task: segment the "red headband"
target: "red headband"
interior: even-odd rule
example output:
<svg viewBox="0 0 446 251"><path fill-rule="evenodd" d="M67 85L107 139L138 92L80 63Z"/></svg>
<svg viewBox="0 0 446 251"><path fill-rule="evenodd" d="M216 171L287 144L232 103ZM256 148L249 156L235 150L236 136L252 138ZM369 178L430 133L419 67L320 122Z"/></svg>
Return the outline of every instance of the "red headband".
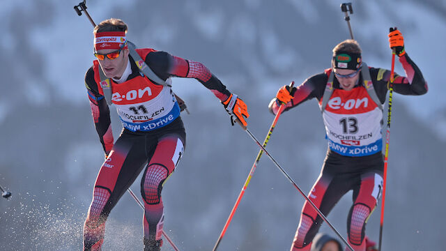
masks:
<svg viewBox="0 0 446 251"><path fill-rule="evenodd" d="M105 49L119 50L126 41L125 31L102 31L95 33L93 44L96 51ZM126 47L127 45L124 47Z"/></svg>

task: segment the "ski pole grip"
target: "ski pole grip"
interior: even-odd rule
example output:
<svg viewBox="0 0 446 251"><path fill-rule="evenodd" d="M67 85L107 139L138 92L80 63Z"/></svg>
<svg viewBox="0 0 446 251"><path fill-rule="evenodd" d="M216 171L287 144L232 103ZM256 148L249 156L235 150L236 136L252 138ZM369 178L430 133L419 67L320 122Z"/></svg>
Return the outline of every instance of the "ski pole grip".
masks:
<svg viewBox="0 0 446 251"><path fill-rule="evenodd" d="M239 124L240 126L243 128L243 130L246 130L246 129L247 128L246 126L243 126L243 123L240 120L238 120L238 119L236 119L236 122L237 122L237 123Z"/></svg>
<svg viewBox="0 0 446 251"><path fill-rule="evenodd" d="M293 89L293 86L294 86L294 80L291 81L291 82L290 83L290 85L289 86L290 86L290 91L291 90L291 89Z"/></svg>
<svg viewBox="0 0 446 251"><path fill-rule="evenodd" d="M351 7L351 3L341 3L341 10L344 13L350 12L350 14L353 14L353 8Z"/></svg>

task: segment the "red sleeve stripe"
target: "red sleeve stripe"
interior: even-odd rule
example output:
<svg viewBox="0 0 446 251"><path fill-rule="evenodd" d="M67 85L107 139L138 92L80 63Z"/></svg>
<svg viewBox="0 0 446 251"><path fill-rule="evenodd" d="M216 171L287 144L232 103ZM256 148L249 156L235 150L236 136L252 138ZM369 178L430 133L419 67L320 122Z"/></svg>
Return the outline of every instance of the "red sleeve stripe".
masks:
<svg viewBox="0 0 446 251"><path fill-rule="evenodd" d="M189 61L189 73L186 77L193 77L203 82L208 82L212 74L208 68L200 62Z"/></svg>
<svg viewBox="0 0 446 251"><path fill-rule="evenodd" d="M189 70L187 62L180 57L172 56L172 66L169 73L181 77L187 76L187 71Z"/></svg>

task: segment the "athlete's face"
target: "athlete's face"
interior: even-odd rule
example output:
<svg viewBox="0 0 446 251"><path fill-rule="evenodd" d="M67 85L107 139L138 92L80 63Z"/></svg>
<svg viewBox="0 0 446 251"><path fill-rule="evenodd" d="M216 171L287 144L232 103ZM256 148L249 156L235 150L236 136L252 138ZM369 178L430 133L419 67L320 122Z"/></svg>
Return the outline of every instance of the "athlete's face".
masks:
<svg viewBox="0 0 446 251"><path fill-rule="evenodd" d="M355 84L357 82L357 79L360 77L360 71L355 70L348 69L338 69L335 68L334 75L339 82L341 88L346 91L351 91L355 86Z"/></svg>
<svg viewBox="0 0 446 251"><path fill-rule="evenodd" d="M116 52L115 49L100 50L96 52L101 54ZM107 77L120 78L122 77L127 63L128 62L128 49L123 49L119 53L119 56L114 59L110 59L104 56L104 60L98 60Z"/></svg>

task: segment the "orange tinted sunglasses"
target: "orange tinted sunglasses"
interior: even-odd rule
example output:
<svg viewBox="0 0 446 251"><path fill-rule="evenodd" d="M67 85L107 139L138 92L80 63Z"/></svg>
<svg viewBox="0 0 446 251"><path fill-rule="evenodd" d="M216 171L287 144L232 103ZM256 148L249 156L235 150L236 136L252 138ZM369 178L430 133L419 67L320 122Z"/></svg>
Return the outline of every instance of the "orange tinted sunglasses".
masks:
<svg viewBox="0 0 446 251"><path fill-rule="evenodd" d="M100 53L95 53L95 56L100 61L104 60L104 59L105 59L106 56L111 60L116 59L119 56L121 50L122 49L119 49L117 51L112 52L110 53L107 53L105 54L102 54Z"/></svg>

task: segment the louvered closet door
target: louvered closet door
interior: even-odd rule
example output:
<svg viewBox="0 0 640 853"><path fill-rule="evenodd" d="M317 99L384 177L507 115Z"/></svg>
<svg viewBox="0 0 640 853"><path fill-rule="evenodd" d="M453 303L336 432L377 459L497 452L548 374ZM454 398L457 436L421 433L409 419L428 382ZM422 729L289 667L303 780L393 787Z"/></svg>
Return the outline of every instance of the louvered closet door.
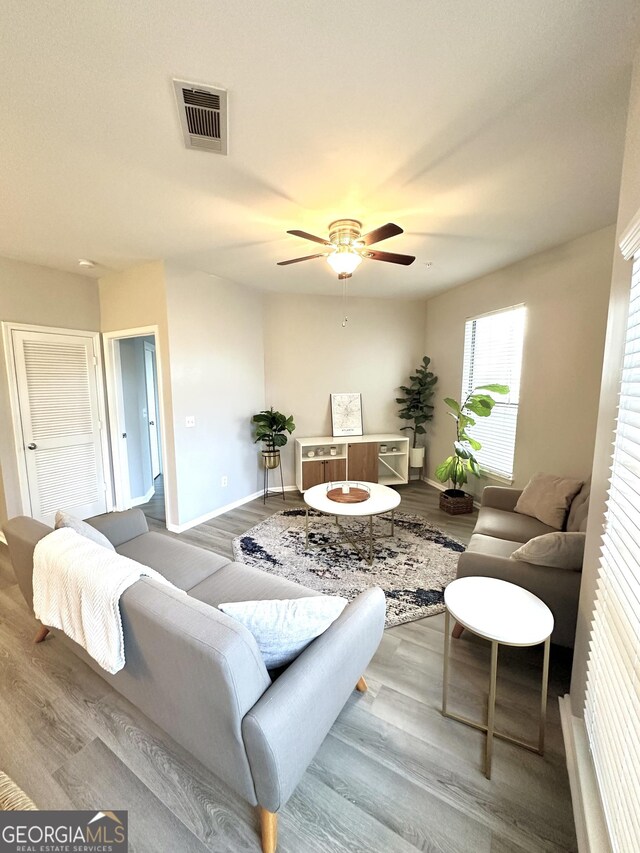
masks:
<svg viewBox="0 0 640 853"><path fill-rule="evenodd" d="M31 514L106 512L93 339L12 334Z"/></svg>

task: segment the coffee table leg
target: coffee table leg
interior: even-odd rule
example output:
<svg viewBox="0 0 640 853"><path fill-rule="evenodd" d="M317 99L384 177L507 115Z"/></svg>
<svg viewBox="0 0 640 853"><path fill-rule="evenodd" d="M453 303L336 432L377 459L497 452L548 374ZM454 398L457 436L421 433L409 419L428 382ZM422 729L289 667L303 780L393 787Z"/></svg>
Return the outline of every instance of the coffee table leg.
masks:
<svg viewBox="0 0 640 853"><path fill-rule="evenodd" d="M449 650L451 648L451 632L449 611L444 611L444 663L442 670L442 713L447 713L447 701L449 699Z"/></svg>
<svg viewBox="0 0 640 853"><path fill-rule="evenodd" d="M496 715L496 682L498 680L498 643L491 643L491 683L489 684L489 708L487 711L487 751L484 775L491 779L491 756L493 753L493 729Z"/></svg>
<svg viewBox="0 0 640 853"><path fill-rule="evenodd" d="M538 737L538 752L544 755L544 730L547 722L547 693L549 689L549 652L551 637L544 641L544 663L542 664L542 695L540 696L540 735Z"/></svg>

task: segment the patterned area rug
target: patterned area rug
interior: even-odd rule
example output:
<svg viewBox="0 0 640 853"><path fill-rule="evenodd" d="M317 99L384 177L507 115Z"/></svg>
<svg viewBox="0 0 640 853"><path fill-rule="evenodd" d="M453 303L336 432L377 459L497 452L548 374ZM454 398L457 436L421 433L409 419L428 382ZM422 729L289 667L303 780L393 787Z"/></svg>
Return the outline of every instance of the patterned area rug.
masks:
<svg viewBox="0 0 640 853"><path fill-rule="evenodd" d="M368 519L341 519L365 550ZM389 531L388 517L373 519L374 535ZM372 586L387 598L387 628L444 610L443 590L456 576L464 545L418 515L396 512L395 536L374 542L373 565L336 528L333 516L309 513L305 551L304 510L287 509L233 540L235 559L296 581L325 595L351 600ZM366 539L368 548L368 539Z"/></svg>

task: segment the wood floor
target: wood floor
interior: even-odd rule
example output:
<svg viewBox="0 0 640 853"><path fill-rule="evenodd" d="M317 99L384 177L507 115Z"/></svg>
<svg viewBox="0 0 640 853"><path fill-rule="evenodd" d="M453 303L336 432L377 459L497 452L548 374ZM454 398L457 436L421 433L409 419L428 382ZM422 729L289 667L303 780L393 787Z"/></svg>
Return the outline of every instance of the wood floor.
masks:
<svg viewBox="0 0 640 853"><path fill-rule="evenodd" d="M474 519L437 509L422 483L402 508L468 538ZM300 504L287 494L285 507ZM221 553L283 507L254 501L181 538ZM159 522L150 520L154 528ZM167 535L174 535L169 534ZM388 629L366 673L280 816L280 853L570 853L576 840L556 696L570 658L552 656L544 758L439 713L442 616ZM259 850L257 815L92 670L56 642L34 646L34 622L0 547L0 769L43 809L128 809L136 853ZM486 707L488 648L453 642L452 710ZM501 649L497 725L535 736L541 654Z"/></svg>

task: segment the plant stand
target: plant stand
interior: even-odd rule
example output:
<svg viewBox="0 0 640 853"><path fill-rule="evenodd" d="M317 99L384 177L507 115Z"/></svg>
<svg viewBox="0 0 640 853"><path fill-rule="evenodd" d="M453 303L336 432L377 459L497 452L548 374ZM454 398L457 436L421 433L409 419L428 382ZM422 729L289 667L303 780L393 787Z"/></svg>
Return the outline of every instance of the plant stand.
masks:
<svg viewBox="0 0 640 853"><path fill-rule="evenodd" d="M264 466L264 480L262 487L262 503L267 502L267 498L276 498L282 495L282 500L286 501L284 496L284 480L282 478L282 465L278 465L278 469L280 471L280 490L272 491L269 489L269 471L273 471L273 468L268 468L266 465Z"/></svg>
<svg viewBox="0 0 640 853"><path fill-rule="evenodd" d="M466 492L460 492L457 495L447 494L446 491L441 492L439 506L449 515L464 515L473 512L473 495L468 495Z"/></svg>

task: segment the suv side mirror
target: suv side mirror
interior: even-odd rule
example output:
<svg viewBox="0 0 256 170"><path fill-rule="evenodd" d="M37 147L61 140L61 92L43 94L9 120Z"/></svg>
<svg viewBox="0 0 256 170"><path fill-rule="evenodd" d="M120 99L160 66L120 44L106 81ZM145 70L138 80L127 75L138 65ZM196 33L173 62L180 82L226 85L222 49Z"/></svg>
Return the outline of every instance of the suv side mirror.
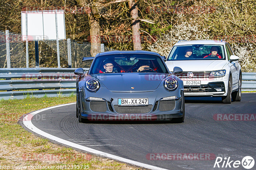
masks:
<svg viewBox="0 0 256 170"><path fill-rule="evenodd" d="M239 57L238 56L235 55L231 55L230 56L229 62L231 62L232 61L238 61L238 60L239 60Z"/></svg>
<svg viewBox="0 0 256 170"><path fill-rule="evenodd" d="M79 75L81 77L83 77L84 75L84 69L83 68L77 68L74 71L74 74L77 75Z"/></svg>
<svg viewBox="0 0 256 170"><path fill-rule="evenodd" d="M179 67L174 67L173 68L173 74L175 75L181 73L183 72L182 69Z"/></svg>

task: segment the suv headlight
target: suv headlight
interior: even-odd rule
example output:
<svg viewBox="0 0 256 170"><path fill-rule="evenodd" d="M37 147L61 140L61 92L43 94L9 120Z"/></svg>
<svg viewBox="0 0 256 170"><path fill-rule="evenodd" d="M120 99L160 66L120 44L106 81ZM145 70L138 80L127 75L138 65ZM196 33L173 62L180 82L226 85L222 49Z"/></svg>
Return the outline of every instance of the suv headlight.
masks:
<svg viewBox="0 0 256 170"><path fill-rule="evenodd" d="M172 77L167 78L164 81L164 86L167 90L169 91L174 90L178 87L178 81L174 78Z"/></svg>
<svg viewBox="0 0 256 170"><path fill-rule="evenodd" d="M217 71L212 71L209 75L209 78L213 77L223 77L226 74L226 70L219 70Z"/></svg>
<svg viewBox="0 0 256 170"><path fill-rule="evenodd" d="M90 79L85 83L85 87L88 91L94 92L100 89L100 83L94 79Z"/></svg>

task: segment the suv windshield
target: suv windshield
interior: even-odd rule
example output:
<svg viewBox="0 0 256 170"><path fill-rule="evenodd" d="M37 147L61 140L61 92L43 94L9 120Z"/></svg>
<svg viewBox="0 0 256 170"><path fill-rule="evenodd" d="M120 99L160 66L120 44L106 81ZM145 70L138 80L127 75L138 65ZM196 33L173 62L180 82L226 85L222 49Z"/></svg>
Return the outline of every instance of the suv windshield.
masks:
<svg viewBox="0 0 256 170"><path fill-rule="evenodd" d="M129 53L97 57L92 65L90 74L134 72L169 73L159 56Z"/></svg>
<svg viewBox="0 0 256 170"><path fill-rule="evenodd" d="M174 46L167 60L225 60L223 46L220 45L195 44Z"/></svg>

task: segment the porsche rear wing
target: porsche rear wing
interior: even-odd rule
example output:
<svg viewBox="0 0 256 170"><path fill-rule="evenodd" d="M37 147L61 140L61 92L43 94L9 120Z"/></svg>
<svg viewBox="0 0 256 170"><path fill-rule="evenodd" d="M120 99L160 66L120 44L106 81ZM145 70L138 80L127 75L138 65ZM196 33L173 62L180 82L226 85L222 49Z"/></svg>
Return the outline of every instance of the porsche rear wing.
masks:
<svg viewBox="0 0 256 170"><path fill-rule="evenodd" d="M94 59L94 57L84 57L83 58L83 62L88 61L92 61Z"/></svg>

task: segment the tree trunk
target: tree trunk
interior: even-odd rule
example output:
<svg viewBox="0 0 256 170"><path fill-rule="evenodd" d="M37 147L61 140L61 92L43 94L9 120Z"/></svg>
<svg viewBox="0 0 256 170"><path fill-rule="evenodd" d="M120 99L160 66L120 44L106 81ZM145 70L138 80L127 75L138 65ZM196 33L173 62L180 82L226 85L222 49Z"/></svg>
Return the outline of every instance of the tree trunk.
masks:
<svg viewBox="0 0 256 170"><path fill-rule="evenodd" d="M102 6L97 1L92 1L92 5L88 6L85 0L79 0L80 5L89 10L88 12L88 20L90 28L91 39L91 55L94 57L97 53L100 52L100 14L97 8L100 9Z"/></svg>
<svg viewBox="0 0 256 170"><path fill-rule="evenodd" d="M93 14L94 10L92 11L92 13L88 14L88 19L90 27L91 54L92 57L94 57L100 52L100 32L99 18L97 17L98 14Z"/></svg>
<svg viewBox="0 0 256 170"><path fill-rule="evenodd" d="M139 19L138 9L136 0L129 0L128 2L130 9L131 17L133 19L132 21L132 42L133 50L141 50L140 32L140 20Z"/></svg>

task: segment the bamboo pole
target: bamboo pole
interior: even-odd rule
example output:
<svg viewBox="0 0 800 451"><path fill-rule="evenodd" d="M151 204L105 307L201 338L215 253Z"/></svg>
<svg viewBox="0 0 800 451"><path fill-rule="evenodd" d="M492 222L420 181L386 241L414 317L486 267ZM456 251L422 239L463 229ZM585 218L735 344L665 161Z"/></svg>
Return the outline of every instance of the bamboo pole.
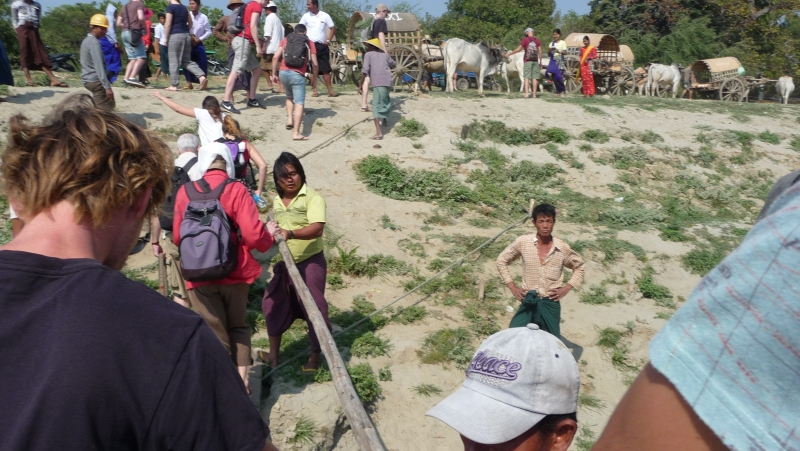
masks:
<svg viewBox="0 0 800 451"><path fill-rule="evenodd" d="M271 214L270 214L271 216ZM356 389L353 386L353 381L350 380L350 375L347 373L347 368L344 366L344 360L339 354L339 349L336 347L336 342L333 341L333 336L325 324L325 319L322 313L317 308L311 292L308 290L305 281L300 276L300 271L294 264L289 246L283 239L283 235L277 234L275 240L278 242L278 248L283 256L283 261L286 263L286 269L289 271L289 276L294 283L295 291L303 302L303 306L308 313L308 318L311 320L311 325L314 327L314 332L317 333L320 345L322 345L322 354L328 361L328 368L331 370L333 378L333 386L336 388L336 394L339 395L339 401L344 407L344 414L347 416L347 421L350 422L350 428L353 430L356 442L362 451L385 451L386 446L383 444L378 430L372 424L367 412L364 410L364 404L358 398Z"/></svg>

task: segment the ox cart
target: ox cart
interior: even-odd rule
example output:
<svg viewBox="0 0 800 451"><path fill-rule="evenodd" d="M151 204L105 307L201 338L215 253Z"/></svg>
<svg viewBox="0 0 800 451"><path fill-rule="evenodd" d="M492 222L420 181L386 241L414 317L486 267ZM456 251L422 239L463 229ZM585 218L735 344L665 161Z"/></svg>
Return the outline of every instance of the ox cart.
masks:
<svg viewBox="0 0 800 451"><path fill-rule="evenodd" d="M699 60L692 64L691 88L718 96L726 102L747 101L751 89L776 82L768 78L745 77L742 64L732 56Z"/></svg>
<svg viewBox="0 0 800 451"><path fill-rule="evenodd" d="M362 58L364 47L361 44L361 30L369 25L375 16L374 13L358 11L350 17L347 27L347 43L342 49L344 77L350 75L353 83L358 85L361 77ZM386 53L397 62L397 67L392 71L392 84L394 90L403 86L419 86L423 70L429 73L444 72L444 57L442 48L438 45L423 43L417 17L411 13L389 13L386 16L386 26L389 34L386 36ZM333 57L331 57L333 61ZM333 64L331 63L331 67Z"/></svg>
<svg viewBox="0 0 800 451"><path fill-rule="evenodd" d="M614 36L597 33L572 33L564 40L567 43L564 56L564 83L567 92L576 94L582 87L580 81L575 81L575 74L581 70L580 50L584 36L588 36L589 44L597 49L597 59L592 62L597 92L619 96L631 94L636 87L633 51L627 45L619 45Z"/></svg>

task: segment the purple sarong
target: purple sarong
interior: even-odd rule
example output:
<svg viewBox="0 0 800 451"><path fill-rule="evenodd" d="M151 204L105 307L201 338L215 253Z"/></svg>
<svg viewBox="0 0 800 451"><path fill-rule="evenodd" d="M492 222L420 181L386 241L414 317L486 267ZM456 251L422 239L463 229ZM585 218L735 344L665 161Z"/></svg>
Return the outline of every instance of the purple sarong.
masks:
<svg viewBox="0 0 800 451"><path fill-rule="evenodd" d="M328 330L331 330L331 322L328 319L328 301L325 300L325 277L328 274L328 263L325 261L325 254L322 252L309 257L297 264L300 277L308 286L308 291L314 298L317 308L325 318ZM306 309L303 302L297 296L294 283L286 269L286 263L279 262L272 268L272 280L269 282L267 290L264 292L264 300L261 309L264 311L264 318L267 320L267 334L270 337L278 337L289 330L296 319L305 320L308 323L308 338L311 339L311 352L320 352L319 339L314 332L311 321L308 320Z"/></svg>

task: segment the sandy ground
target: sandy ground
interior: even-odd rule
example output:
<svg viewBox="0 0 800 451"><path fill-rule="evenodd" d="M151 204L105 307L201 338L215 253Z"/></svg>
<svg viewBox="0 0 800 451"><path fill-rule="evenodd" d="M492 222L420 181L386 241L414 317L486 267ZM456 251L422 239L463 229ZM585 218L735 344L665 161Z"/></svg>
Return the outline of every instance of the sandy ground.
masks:
<svg viewBox="0 0 800 451"><path fill-rule="evenodd" d="M263 82L262 82L263 83ZM12 88L12 96L8 102L0 104L0 127L7 129L8 118L24 112L29 118L38 120L47 114L54 105L67 94L81 92L82 89L51 88ZM165 105L150 97L151 90L117 89L118 112L131 121L150 129L180 129L185 126L194 127L191 118L179 116ZM212 94L221 96L219 89ZM368 118L368 114L359 111L359 97L348 89L338 98L325 96L307 98L307 107L312 111L306 115L303 132L310 135L306 142L293 142L290 132L284 129L284 98L280 95L266 95L266 110L243 109L243 114L236 116L248 129L263 134L256 141L261 154L267 161L272 161L281 151L296 154L304 153L323 144L338 134L343 128L357 124ZM180 92L170 97L188 106L200 106L203 95L198 92ZM237 94L236 99L241 95ZM531 127L544 124L565 128L577 136L589 128L597 128L608 132L611 141L596 145L598 149L614 148L628 145L620 137L626 132L643 132L652 130L666 140L667 145L674 147L689 146L697 148L695 142L698 133L696 126L705 125L715 130L732 129L758 134L770 130L784 140L779 145L757 142L758 152L766 158L753 163L758 169L768 170L771 179L785 174L798 167L798 154L788 145L792 134L796 133L797 117L800 109L795 106L775 106L774 114L757 114L749 116L742 123L735 120L736 107L718 102L705 102L702 110L683 109L680 105L673 108L661 108L650 111L641 102L618 105L609 99L598 97L593 105L601 112L587 111L580 105L561 102L553 103L545 100L523 100L515 93L511 98L490 95L478 99L473 90L467 95L445 97L441 93L433 96L415 96L408 93L396 94L393 97L395 110L390 119L390 131L383 141L370 141L367 138L374 133L370 122L356 125L354 133L340 137L332 143L306 156L302 161L308 176L309 185L325 197L328 205L329 226L342 233L340 245L345 248L358 246L359 253L383 253L395 256L409 263L424 267L427 261L435 256L438 242L430 244L427 259L409 256L397 245L397 241L410 233L421 233L424 215L433 211L435 206L423 202L396 201L378 196L368 191L356 179L352 169L353 163L367 155L389 155L403 168L442 167L442 160L448 155L460 154L451 141L458 138L461 127L473 119L501 120L508 126ZM613 104L612 104L613 103ZM242 103L239 106L243 107ZM693 104L694 106L694 104ZM714 110L718 110L715 112ZM412 117L427 125L429 133L412 141L400 138L392 133L400 116ZM732 116L733 115L733 116ZM787 139L788 138L788 139ZM174 139L174 138L172 138ZM412 147L413 143L422 144L422 148ZM611 166L599 165L578 151L582 142L573 139L563 149L572 150L578 160L585 164L585 169L570 168L563 161L549 155L542 146L509 147L499 145L504 154L513 156L514 161L529 159L537 163L550 162L563 167L567 174L568 184L578 191L593 196L610 197L613 193L608 189L609 183L619 183L619 173ZM171 143L174 145L174 143ZM419 146L418 146L419 147ZM648 147L648 146L646 146ZM658 153L654 148L649 151ZM669 174L669 165L664 165ZM644 171L646 172L648 168ZM693 167L692 170L702 172L704 169ZM674 171L673 171L674 172ZM271 198L274 194L269 194ZM400 231L391 231L381 227L381 216L388 215L401 227ZM745 224L745 226L747 226ZM451 226L433 226L429 233L461 233L492 236L499 232L503 225L498 224L489 229L477 229L463 220ZM530 233L530 225L518 227L510 234ZM598 231L597 228L584 224L559 223L556 234L570 241L590 239ZM658 231L622 231L620 239L637 244L647 251L650 264L656 270L655 279L667 286L676 297L687 297L700 280L697 275L687 272L679 262L679 257L692 249L690 244L663 241ZM130 264L141 266L154 261L152 255L144 251L137 255ZM599 284L613 274L624 278L626 283L618 290L625 300L611 306L587 305L578 302L577 293L570 293L563 301L562 333L571 341L584 348L581 356L582 391L597 397L601 405L594 408L581 407L579 421L588 425L595 434L602 431L609 415L627 389L627 384L636 374L617 370L610 362L606 351L595 345L598 331L604 327L620 328L622 324L632 321L635 324L633 333L626 338L630 350L631 361L643 364L647 359L647 343L663 326L665 320L655 317L656 313L666 311L657 307L652 300L642 299L636 291L634 278L644 267L644 263L632 255L626 256L618 263L604 266L598 255L588 253L587 275L585 286ZM262 258L267 261L268 258ZM270 272L265 265L265 277ZM519 272L518 267L515 268ZM624 277L622 276L624 274ZM487 266L483 276L485 280L496 278L496 272ZM341 309L351 305L354 295L366 294L378 307L386 305L402 294L402 281L393 277L375 279L354 279L345 276L346 288L328 291L328 301ZM514 305L509 293L508 305ZM399 305L410 305L420 299L412 295L401 301ZM461 444L458 435L437 420L425 417L427 409L435 405L444 396L457 389L463 380L463 372L452 365L422 364L417 350L421 340L431 331L442 327L468 326L460 312L453 307L433 305L423 301L430 314L419 323L411 325L390 324L381 330L381 334L392 339L394 348L388 356L366 359L374 369L389 366L393 380L381 382L382 397L371 408L371 416L380 431L383 440L392 450L455 450ZM510 315L500 321L507 324ZM352 358L352 363L359 359ZM420 383L431 383L440 387L441 395L420 397L410 388ZM261 402L261 412L270 424L273 440L282 449L357 449L352 432L346 430L342 423L341 408L333 385L329 383L307 384L296 387L287 381L276 381L265 387L265 397ZM267 395L268 392L268 395ZM297 419L305 415L313 419L318 428L313 435L316 446L291 445L288 439ZM571 449L577 449L573 444Z"/></svg>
========================================================================
Problem:
Collect each line of the listing above that contains the word "wing".

Complete response:
task: segment the porsche rear wing
target: porsche rear wing
Return the outline of every instance of the porsche rear wing.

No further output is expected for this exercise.